Your goal:
Print the full listing below exactly, keeping every character as it stands.

Data shown:
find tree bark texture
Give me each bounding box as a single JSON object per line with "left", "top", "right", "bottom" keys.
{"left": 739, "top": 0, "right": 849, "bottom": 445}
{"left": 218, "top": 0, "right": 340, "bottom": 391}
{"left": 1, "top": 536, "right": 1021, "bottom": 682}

Result of the exercise:
find tree bark texture
Give me each bounding box as a single JSON object per line with "left", "top", "right", "bottom" keys.
{"left": 739, "top": 0, "right": 849, "bottom": 445}
{"left": 218, "top": 0, "right": 340, "bottom": 391}
{"left": 1, "top": 536, "right": 1021, "bottom": 682}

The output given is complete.